What is expected: State only how many lines below include the string "tree".

Exercise materials:

· · · · · · ·

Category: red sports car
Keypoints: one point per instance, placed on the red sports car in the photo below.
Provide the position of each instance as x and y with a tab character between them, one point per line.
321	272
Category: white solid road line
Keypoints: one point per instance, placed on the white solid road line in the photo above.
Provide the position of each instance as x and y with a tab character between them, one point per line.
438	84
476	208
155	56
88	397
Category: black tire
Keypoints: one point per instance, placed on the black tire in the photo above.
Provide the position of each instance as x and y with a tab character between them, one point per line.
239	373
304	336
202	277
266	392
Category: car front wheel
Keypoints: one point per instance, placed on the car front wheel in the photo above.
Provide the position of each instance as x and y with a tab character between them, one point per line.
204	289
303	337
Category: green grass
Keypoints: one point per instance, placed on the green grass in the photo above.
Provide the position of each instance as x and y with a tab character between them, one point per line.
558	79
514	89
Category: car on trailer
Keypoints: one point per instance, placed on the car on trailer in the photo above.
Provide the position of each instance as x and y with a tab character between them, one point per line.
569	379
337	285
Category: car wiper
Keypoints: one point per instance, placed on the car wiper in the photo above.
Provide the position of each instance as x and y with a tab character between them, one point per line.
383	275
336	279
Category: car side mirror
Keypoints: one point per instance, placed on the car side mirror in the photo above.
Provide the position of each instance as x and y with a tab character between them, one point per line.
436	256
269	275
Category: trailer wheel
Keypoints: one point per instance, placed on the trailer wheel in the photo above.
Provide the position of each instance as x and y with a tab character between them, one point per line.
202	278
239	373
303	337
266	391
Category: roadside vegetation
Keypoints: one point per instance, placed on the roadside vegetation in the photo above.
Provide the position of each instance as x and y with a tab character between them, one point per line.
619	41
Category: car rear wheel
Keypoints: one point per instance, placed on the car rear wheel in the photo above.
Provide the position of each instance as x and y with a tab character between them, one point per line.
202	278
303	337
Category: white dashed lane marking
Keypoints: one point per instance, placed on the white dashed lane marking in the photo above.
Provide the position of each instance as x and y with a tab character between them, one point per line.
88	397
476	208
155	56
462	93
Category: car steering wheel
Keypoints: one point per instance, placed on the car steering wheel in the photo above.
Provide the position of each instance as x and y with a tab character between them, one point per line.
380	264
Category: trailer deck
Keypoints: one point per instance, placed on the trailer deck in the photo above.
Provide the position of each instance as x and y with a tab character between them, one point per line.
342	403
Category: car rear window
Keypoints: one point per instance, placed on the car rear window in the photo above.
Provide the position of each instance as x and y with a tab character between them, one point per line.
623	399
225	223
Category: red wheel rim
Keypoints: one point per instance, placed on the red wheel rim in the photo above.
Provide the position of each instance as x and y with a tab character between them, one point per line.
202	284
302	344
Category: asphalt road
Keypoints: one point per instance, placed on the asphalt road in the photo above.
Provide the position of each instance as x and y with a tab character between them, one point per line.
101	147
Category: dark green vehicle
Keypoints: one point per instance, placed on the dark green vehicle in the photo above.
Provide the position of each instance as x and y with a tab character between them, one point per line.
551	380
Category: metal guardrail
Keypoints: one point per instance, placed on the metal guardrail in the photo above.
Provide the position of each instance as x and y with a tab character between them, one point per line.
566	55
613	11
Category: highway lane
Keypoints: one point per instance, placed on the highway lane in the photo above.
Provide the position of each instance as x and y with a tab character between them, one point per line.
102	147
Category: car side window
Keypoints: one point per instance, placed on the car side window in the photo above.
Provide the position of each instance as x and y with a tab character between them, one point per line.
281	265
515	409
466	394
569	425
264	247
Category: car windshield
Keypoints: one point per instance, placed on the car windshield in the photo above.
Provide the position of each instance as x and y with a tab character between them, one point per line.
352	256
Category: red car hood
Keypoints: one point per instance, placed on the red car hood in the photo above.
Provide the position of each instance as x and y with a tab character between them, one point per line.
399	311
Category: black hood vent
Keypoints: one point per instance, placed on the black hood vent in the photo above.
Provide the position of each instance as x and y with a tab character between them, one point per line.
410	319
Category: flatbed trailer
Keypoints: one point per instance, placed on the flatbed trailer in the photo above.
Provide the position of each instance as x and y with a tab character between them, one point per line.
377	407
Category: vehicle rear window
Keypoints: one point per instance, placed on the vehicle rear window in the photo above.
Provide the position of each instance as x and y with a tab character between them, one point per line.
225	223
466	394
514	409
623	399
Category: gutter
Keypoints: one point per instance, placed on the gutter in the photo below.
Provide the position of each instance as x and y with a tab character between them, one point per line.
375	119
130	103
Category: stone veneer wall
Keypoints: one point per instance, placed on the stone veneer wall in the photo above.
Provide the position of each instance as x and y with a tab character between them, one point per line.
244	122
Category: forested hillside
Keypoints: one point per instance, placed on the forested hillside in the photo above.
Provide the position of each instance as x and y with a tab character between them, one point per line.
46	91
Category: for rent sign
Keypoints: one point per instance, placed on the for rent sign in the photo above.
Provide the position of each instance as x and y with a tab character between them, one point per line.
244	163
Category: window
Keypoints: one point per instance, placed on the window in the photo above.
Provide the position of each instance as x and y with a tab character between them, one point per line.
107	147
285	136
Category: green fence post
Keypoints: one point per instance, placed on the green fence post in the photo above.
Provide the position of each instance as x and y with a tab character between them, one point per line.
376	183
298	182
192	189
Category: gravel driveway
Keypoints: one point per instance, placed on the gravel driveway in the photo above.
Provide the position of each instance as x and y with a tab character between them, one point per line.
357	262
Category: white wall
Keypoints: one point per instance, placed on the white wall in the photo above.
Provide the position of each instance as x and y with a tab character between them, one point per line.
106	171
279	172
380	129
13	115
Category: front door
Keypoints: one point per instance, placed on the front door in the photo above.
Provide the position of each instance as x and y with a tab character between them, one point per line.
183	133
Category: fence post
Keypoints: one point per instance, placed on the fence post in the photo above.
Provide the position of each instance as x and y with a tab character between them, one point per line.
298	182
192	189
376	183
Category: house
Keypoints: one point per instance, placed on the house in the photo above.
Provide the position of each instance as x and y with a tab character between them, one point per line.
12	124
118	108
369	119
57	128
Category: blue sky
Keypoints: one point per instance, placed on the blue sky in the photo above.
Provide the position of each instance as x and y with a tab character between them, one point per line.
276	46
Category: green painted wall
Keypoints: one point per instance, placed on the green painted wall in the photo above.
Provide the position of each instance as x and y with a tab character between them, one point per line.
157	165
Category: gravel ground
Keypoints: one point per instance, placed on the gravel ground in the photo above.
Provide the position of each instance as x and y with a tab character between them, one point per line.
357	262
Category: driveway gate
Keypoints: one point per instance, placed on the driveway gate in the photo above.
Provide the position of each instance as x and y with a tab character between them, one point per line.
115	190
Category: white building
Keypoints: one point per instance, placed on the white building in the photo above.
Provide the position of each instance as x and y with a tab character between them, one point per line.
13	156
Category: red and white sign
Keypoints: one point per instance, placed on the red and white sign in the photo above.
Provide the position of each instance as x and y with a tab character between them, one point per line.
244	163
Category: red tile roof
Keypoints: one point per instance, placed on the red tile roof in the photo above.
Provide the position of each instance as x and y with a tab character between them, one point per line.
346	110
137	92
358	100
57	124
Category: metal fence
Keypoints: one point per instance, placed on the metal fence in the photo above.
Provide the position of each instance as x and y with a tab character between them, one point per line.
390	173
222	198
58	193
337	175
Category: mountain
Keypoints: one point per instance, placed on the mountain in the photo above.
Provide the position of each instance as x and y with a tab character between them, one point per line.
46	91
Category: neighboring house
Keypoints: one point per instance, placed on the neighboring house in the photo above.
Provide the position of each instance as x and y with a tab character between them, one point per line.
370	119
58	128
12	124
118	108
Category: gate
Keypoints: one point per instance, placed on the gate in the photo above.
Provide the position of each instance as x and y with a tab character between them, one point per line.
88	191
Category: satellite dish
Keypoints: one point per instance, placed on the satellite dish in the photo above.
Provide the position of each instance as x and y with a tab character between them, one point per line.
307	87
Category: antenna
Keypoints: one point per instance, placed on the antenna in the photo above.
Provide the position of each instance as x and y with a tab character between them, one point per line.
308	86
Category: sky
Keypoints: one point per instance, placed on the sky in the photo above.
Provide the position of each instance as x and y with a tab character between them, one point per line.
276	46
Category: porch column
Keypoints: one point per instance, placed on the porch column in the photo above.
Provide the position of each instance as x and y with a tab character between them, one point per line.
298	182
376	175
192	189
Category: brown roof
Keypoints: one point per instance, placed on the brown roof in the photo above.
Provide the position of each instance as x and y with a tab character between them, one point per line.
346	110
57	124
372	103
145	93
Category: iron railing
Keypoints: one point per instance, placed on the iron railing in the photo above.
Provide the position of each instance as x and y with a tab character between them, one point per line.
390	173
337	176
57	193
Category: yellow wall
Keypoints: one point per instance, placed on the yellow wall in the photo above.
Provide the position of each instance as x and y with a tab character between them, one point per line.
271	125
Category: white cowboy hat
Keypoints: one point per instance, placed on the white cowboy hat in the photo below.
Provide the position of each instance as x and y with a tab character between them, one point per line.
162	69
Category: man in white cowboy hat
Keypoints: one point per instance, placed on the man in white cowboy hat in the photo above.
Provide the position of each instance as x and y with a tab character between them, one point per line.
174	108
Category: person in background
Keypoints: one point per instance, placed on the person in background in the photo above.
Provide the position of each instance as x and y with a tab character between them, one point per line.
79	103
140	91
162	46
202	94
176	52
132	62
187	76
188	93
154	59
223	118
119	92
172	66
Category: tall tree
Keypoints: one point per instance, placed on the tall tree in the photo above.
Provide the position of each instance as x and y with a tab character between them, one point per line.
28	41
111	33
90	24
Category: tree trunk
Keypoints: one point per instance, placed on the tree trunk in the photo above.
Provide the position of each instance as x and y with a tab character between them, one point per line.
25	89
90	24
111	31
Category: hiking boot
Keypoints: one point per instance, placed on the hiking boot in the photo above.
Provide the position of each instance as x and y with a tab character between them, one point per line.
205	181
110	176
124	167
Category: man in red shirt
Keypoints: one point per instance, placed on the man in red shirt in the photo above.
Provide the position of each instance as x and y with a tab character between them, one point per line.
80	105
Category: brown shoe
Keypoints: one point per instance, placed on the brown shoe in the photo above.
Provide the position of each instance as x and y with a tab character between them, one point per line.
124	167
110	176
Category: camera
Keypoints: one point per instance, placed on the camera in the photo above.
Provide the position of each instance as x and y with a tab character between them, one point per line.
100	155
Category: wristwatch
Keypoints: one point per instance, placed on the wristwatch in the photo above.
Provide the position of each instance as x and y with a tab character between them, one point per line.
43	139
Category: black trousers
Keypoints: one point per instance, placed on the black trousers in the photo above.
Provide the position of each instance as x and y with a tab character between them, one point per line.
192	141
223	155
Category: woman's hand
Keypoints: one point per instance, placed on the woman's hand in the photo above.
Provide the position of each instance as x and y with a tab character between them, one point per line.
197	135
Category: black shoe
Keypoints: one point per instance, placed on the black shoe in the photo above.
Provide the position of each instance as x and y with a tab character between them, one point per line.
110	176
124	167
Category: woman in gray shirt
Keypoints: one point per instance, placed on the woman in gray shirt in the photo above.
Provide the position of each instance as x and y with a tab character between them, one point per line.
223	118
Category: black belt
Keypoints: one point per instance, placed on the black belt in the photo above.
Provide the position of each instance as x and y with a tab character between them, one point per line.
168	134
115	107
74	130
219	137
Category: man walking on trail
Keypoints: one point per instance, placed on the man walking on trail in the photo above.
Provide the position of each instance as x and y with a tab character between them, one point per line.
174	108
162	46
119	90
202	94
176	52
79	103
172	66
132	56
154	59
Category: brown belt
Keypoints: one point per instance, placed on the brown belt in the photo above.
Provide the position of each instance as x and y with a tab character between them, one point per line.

· · · · · · ·

Answer to the problem: 4